Each record needs to be echoed exactly; can you do that?

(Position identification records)
--- BEGIN ---

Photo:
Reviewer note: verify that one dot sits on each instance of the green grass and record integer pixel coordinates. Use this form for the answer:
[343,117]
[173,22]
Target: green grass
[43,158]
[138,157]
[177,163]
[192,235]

--- END ---

SOLUTION =
Photo:
Reviewer note: verify that one dot sits on each instance of the green grass and record integer pixel coordinates. Use this form for the answer:
[343,117]
[173,22]
Target: green grass
[43,158]
[138,157]
[177,163]
[192,235]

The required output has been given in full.